Return every record below verbatim, with each line and its order unchanged.

- _Source material_:
══════════════════════════════
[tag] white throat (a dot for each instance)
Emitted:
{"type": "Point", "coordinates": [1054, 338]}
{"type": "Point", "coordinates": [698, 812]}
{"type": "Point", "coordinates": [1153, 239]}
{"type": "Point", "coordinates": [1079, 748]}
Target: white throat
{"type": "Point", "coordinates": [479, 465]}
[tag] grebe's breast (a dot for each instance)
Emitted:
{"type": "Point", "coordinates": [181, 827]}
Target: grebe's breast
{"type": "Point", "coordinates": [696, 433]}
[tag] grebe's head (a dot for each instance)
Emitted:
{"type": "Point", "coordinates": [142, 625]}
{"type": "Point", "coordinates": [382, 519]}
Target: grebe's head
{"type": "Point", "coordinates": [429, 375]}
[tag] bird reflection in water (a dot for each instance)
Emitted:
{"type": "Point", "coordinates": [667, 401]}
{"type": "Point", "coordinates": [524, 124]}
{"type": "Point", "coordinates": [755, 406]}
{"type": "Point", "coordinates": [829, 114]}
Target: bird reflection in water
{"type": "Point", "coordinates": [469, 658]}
══════════════════════════════
- _Output_:
[tag] white throat (a dot for each instance)
Emitted:
{"type": "Point", "coordinates": [1054, 338]}
{"type": "Point", "coordinates": [698, 812]}
{"type": "Point", "coordinates": [1153, 239]}
{"type": "Point", "coordinates": [1079, 748]}
Target: white throat
{"type": "Point", "coordinates": [479, 465]}
[tag] grebe's breast (a dot for each instance)
Emitted:
{"type": "Point", "coordinates": [181, 827]}
Target: grebe's breast
{"type": "Point", "coordinates": [696, 433]}
[tag] grebe's head (a dot for each instance)
Emitted:
{"type": "Point", "coordinates": [142, 625]}
{"type": "Point", "coordinates": [382, 519]}
Target: grebe's head
{"type": "Point", "coordinates": [429, 375]}
[tag] bird reflection in water (a dot for each instance)
Emitted:
{"type": "Point", "coordinates": [667, 401]}
{"type": "Point", "coordinates": [524, 124]}
{"type": "Point", "coordinates": [755, 406]}
{"type": "Point", "coordinates": [829, 114]}
Target: bird reflection in water
{"type": "Point", "coordinates": [469, 658]}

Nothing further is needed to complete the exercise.